● Input rows:
[start]

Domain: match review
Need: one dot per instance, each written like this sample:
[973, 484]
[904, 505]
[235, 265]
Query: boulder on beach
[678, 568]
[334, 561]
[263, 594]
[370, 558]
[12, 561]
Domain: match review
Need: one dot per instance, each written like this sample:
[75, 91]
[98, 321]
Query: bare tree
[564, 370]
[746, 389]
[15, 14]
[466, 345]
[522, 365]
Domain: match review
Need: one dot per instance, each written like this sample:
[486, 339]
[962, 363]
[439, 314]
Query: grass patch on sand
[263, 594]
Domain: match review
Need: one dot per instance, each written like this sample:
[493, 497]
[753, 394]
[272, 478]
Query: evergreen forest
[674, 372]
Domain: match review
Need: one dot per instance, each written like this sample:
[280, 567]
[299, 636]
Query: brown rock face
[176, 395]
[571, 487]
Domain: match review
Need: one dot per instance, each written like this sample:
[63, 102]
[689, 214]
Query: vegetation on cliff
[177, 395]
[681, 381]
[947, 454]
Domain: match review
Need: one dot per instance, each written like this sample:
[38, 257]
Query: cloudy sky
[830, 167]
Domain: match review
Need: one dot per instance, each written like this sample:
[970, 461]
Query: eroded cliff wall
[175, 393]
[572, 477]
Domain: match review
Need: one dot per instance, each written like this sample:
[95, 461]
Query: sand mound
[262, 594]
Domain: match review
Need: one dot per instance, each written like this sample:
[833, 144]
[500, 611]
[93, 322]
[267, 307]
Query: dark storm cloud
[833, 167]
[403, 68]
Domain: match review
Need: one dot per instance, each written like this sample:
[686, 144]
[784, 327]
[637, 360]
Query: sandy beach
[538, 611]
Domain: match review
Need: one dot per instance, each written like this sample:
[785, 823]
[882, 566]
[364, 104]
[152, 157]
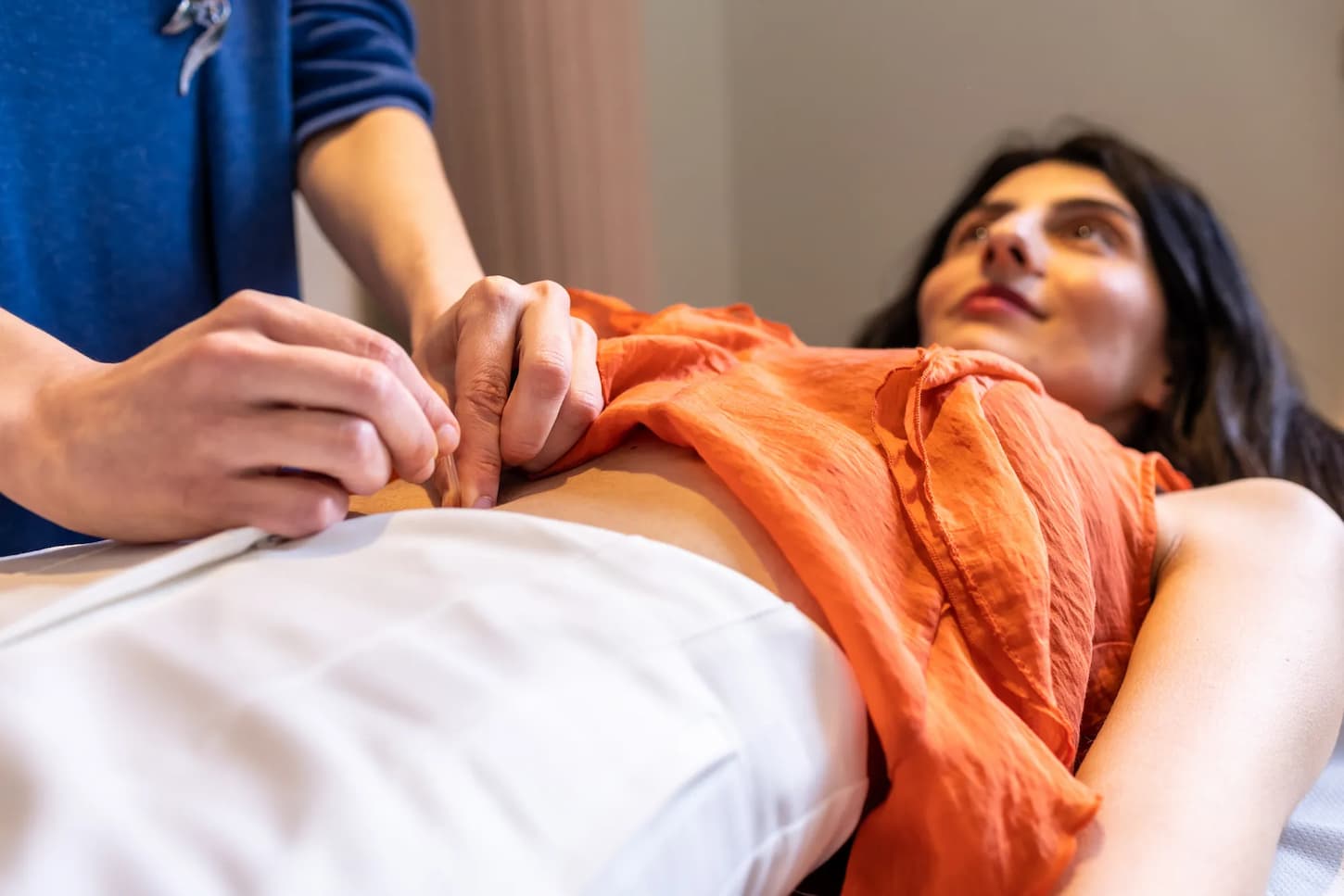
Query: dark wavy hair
[1236, 408]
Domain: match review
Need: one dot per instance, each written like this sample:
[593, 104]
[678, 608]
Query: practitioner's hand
[266, 412]
[475, 348]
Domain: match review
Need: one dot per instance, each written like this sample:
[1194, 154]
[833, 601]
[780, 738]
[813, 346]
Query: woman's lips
[996, 300]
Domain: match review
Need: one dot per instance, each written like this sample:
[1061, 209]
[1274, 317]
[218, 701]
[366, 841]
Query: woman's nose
[1007, 254]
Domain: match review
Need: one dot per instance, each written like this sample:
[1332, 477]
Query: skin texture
[1231, 702]
[379, 193]
[190, 435]
[1070, 245]
[1233, 698]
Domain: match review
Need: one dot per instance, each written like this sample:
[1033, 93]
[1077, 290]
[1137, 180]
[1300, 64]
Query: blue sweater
[128, 209]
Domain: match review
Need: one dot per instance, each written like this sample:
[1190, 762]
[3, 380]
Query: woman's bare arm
[1233, 699]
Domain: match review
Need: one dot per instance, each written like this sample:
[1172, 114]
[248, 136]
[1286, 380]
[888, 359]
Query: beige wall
[691, 196]
[850, 125]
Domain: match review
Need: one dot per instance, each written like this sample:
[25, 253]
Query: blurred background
[793, 153]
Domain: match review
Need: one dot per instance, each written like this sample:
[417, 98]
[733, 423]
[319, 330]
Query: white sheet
[429, 701]
[1311, 852]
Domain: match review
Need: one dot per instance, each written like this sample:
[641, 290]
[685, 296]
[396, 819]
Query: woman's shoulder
[1245, 513]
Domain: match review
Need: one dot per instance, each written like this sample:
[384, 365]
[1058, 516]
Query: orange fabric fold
[982, 552]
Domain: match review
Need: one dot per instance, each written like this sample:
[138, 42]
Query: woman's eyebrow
[1096, 206]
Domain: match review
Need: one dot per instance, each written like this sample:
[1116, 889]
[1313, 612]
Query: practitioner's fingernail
[448, 438]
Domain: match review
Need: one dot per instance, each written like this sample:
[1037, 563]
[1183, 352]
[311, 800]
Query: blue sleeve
[351, 57]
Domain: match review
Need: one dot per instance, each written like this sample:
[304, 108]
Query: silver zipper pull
[211, 15]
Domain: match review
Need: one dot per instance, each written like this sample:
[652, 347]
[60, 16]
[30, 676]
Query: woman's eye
[1092, 233]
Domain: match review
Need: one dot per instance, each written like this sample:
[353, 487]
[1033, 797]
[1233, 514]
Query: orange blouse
[982, 552]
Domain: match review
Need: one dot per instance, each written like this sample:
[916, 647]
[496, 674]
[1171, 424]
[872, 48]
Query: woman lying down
[987, 558]
[1001, 575]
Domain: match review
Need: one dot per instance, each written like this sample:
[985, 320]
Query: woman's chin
[984, 337]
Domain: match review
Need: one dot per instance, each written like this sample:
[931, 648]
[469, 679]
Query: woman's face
[1051, 271]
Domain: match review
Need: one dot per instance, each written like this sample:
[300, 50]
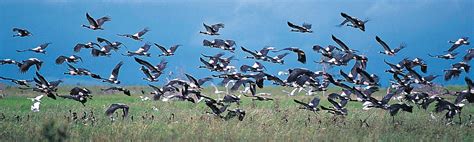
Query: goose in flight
[137, 36]
[70, 59]
[167, 52]
[18, 82]
[8, 61]
[468, 57]
[301, 54]
[79, 46]
[212, 30]
[95, 24]
[220, 43]
[343, 46]
[387, 49]
[21, 32]
[39, 49]
[258, 55]
[457, 43]
[256, 67]
[305, 28]
[114, 45]
[142, 51]
[26, 64]
[114, 75]
[355, 22]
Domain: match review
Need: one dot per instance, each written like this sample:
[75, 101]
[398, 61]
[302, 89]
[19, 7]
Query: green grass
[280, 120]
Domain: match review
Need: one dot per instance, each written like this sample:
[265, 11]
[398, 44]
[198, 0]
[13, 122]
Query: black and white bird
[18, 82]
[8, 61]
[142, 51]
[301, 54]
[79, 46]
[121, 89]
[21, 32]
[154, 69]
[137, 36]
[256, 67]
[78, 94]
[96, 24]
[114, 75]
[220, 43]
[305, 28]
[312, 105]
[448, 56]
[112, 108]
[355, 22]
[258, 55]
[39, 49]
[468, 57]
[71, 59]
[458, 43]
[36, 103]
[167, 52]
[387, 49]
[213, 29]
[26, 64]
[114, 45]
[343, 46]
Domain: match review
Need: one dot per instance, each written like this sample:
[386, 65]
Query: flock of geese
[357, 84]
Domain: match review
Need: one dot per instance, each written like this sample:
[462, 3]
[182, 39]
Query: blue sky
[424, 25]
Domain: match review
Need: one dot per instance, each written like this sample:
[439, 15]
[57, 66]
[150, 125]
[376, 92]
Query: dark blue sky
[424, 25]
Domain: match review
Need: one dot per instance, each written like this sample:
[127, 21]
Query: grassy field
[280, 120]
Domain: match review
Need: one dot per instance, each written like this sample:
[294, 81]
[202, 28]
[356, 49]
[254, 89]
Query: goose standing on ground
[305, 28]
[18, 82]
[70, 59]
[78, 94]
[36, 102]
[40, 49]
[21, 32]
[112, 108]
[142, 51]
[448, 56]
[355, 23]
[114, 75]
[301, 54]
[387, 49]
[167, 52]
[26, 64]
[136, 36]
[212, 30]
[457, 43]
[95, 24]
[79, 46]
[312, 106]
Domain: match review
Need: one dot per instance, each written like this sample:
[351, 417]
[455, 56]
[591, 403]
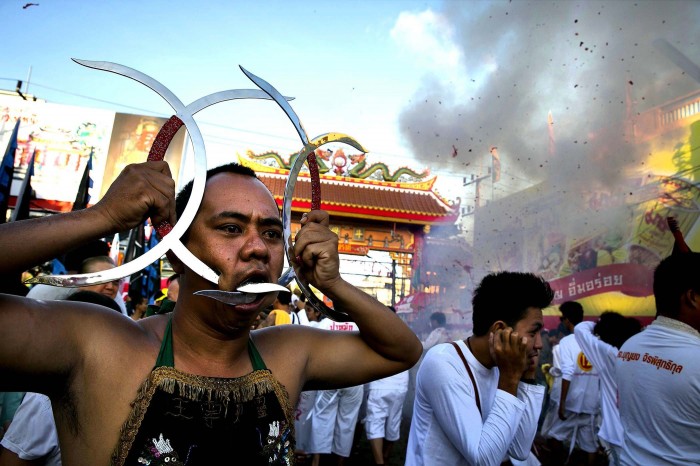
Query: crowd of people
[195, 381]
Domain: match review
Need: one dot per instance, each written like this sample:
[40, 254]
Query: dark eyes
[233, 229]
[230, 228]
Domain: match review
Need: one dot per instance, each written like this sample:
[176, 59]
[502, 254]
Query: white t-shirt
[40, 291]
[603, 356]
[447, 428]
[32, 434]
[658, 377]
[437, 336]
[584, 391]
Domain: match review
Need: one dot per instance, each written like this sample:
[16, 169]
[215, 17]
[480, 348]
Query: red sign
[353, 249]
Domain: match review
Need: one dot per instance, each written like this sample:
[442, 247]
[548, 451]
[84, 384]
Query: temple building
[398, 240]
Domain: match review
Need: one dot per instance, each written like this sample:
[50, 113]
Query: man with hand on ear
[476, 400]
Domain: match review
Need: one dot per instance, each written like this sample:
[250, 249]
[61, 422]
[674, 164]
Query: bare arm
[10, 458]
[384, 346]
[41, 341]
[141, 190]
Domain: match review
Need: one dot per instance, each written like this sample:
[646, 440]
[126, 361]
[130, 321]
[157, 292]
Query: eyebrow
[265, 221]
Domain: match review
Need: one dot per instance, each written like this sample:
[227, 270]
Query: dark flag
[7, 170]
[147, 282]
[21, 211]
[82, 199]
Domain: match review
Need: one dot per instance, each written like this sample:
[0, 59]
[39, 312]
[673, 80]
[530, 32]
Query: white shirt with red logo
[584, 392]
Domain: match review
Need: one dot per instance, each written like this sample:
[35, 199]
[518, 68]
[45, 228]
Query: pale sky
[352, 66]
[411, 80]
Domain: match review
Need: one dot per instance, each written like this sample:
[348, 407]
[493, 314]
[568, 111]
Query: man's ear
[175, 262]
[498, 325]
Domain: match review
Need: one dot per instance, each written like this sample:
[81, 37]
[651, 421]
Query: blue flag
[7, 170]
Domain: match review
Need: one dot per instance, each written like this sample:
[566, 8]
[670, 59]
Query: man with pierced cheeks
[477, 402]
[218, 391]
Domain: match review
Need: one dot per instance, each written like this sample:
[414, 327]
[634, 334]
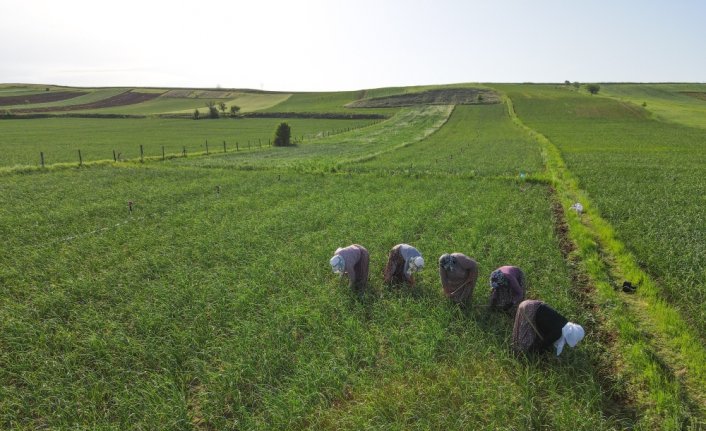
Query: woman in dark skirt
[538, 327]
[353, 261]
[507, 285]
[402, 262]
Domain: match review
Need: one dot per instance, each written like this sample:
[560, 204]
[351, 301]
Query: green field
[61, 138]
[212, 305]
[669, 102]
[647, 177]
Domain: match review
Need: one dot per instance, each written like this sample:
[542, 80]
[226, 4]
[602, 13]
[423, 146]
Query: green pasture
[332, 102]
[206, 310]
[212, 305]
[247, 102]
[667, 101]
[647, 178]
[90, 97]
[476, 140]
[21, 141]
[330, 153]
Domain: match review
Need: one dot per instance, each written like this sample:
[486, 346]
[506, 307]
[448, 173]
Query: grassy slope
[664, 100]
[478, 140]
[220, 311]
[326, 102]
[647, 177]
[246, 101]
[60, 138]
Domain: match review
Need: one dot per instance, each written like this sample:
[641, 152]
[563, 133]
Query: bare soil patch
[444, 96]
[122, 99]
[45, 97]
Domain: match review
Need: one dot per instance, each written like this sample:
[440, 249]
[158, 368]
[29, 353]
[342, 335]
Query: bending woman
[507, 288]
[402, 262]
[459, 274]
[538, 327]
[353, 261]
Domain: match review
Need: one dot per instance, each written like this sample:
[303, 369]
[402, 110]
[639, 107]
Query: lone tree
[212, 110]
[283, 135]
[593, 88]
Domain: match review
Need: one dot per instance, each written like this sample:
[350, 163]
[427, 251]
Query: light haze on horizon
[348, 45]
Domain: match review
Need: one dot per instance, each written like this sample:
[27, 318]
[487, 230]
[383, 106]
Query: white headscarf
[337, 264]
[571, 334]
[415, 264]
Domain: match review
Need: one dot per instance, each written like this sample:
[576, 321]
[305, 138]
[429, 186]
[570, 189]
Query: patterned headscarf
[337, 264]
[497, 279]
[571, 334]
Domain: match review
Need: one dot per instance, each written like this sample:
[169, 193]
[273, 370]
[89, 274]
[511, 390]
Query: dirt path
[127, 98]
[655, 352]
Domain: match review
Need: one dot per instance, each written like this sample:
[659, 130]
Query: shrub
[283, 135]
[593, 88]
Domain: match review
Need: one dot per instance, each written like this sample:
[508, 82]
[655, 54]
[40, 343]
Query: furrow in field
[667, 363]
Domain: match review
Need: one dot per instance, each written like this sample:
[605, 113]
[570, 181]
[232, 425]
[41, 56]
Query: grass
[325, 102]
[667, 101]
[666, 367]
[212, 306]
[247, 102]
[477, 140]
[221, 310]
[646, 177]
[61, 138]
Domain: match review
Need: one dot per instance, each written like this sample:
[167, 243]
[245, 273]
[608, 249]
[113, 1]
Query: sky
[331, 45]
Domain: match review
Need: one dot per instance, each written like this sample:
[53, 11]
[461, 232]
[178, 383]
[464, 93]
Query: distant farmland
[193, 291]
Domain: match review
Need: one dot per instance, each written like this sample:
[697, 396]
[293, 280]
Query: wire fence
[165, 152]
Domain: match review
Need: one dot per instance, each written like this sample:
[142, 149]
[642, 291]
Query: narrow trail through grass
[661, 355]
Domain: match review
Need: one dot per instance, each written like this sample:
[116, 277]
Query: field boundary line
[667, 365]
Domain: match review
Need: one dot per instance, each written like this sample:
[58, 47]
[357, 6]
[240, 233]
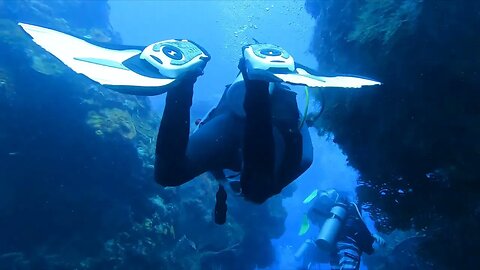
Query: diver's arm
[172, 138]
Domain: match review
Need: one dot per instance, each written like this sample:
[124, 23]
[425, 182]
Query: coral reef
[414, 140]
[112, 121]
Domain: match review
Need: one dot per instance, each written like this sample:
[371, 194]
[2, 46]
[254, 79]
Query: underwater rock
[421, 120]
[112, 120]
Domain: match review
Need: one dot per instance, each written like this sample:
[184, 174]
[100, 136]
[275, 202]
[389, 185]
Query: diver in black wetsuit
[263, 142]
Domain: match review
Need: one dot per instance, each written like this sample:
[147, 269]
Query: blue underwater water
[77, 188]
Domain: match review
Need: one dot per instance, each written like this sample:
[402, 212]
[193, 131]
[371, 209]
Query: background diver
[255, 130]
[343, 235]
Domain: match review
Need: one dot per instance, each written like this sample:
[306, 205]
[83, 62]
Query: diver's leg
[172, 138]
[180, 158]
[258, 142]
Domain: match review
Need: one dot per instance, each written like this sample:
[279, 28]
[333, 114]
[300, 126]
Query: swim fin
[127, 69]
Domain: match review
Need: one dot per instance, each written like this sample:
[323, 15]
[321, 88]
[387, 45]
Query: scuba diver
[343, 234]
[253, 142]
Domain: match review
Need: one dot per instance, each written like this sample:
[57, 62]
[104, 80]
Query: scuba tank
[332, 226]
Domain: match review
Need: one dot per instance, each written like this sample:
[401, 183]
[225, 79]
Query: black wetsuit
[266, 146]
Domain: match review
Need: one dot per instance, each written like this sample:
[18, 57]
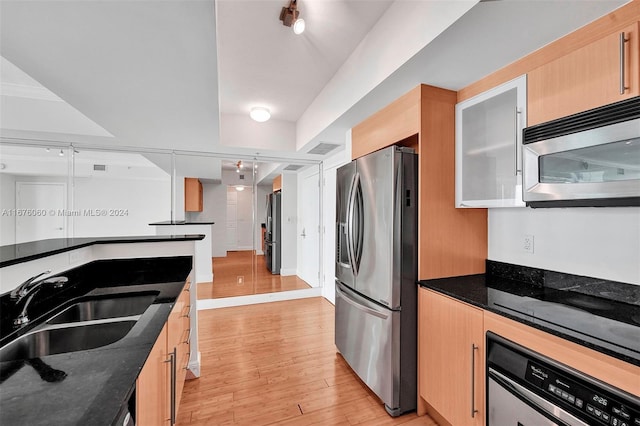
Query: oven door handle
[525, 395]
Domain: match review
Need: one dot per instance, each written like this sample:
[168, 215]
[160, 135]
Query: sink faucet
[28, 289]
[22, 290]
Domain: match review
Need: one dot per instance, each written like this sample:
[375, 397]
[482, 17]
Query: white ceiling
[182, 75]
[263, 63]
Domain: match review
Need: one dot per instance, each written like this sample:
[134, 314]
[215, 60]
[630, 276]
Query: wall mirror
[67, 191]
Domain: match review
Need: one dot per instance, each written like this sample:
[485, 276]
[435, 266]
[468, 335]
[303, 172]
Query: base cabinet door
[451, 348]
[153, 396]
[161, 381]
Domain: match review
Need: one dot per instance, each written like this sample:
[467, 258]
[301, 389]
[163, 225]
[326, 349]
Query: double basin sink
[88, 324]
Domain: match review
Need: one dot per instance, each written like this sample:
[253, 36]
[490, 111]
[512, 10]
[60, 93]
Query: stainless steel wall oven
[589, 159]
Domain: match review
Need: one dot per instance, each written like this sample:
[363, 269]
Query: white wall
[143, 201]
[596, 242]
[289, 247]
[7, 203]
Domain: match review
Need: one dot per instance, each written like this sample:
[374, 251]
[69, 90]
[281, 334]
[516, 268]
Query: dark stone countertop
[24, 252]
[97, 383]
[598, 314]
[180, 222]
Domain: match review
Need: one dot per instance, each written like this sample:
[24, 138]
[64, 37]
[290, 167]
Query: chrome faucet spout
[23, 289]
[28, 293]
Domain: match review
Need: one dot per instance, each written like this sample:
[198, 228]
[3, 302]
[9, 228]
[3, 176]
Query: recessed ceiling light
[299, 26]
[260, 114]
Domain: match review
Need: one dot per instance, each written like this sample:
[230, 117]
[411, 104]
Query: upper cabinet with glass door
[488, 146]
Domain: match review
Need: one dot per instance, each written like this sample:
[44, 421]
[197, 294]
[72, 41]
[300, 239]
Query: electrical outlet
[527, 243]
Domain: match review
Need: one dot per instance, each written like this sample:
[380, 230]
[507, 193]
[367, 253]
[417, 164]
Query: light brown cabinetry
[451, 359]
[192, 195]
[152, 387]
[451, 242]
[602, 72]
[160, 383]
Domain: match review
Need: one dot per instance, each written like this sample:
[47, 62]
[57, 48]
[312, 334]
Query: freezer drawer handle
[357, 305]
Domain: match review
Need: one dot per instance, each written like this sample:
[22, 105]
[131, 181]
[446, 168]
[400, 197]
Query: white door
[308, 229]
[39, 211]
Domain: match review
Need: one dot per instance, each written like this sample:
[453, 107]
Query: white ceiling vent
[293, 167]
[323, 148]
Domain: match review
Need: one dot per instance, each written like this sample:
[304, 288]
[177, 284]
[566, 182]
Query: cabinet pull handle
[517, 134]
[188, 309]
[623, 40]
[172, 361]
[474, 348]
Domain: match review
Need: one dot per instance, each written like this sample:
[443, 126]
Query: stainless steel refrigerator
[272, 236]
[376, 273]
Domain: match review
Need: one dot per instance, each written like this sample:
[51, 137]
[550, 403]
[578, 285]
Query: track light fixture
[289, 17]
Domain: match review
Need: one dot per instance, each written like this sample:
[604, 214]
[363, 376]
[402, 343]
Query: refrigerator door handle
[359, 216]
[342, 229]
[350, 224]
[347, 298]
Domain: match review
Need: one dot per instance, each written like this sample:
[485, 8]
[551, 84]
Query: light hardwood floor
[276, 364]
[241, 273]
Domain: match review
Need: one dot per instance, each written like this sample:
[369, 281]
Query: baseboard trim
[254, 299]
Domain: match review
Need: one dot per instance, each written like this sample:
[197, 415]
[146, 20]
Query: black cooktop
[600, 314]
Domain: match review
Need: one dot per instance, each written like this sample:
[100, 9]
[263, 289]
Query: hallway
[276, 364]
[242, 273]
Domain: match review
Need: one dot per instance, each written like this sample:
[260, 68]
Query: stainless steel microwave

[end]

● Set task:
State how many lines of the material contain the string "stainless", giving the number alone.

● Written response:
3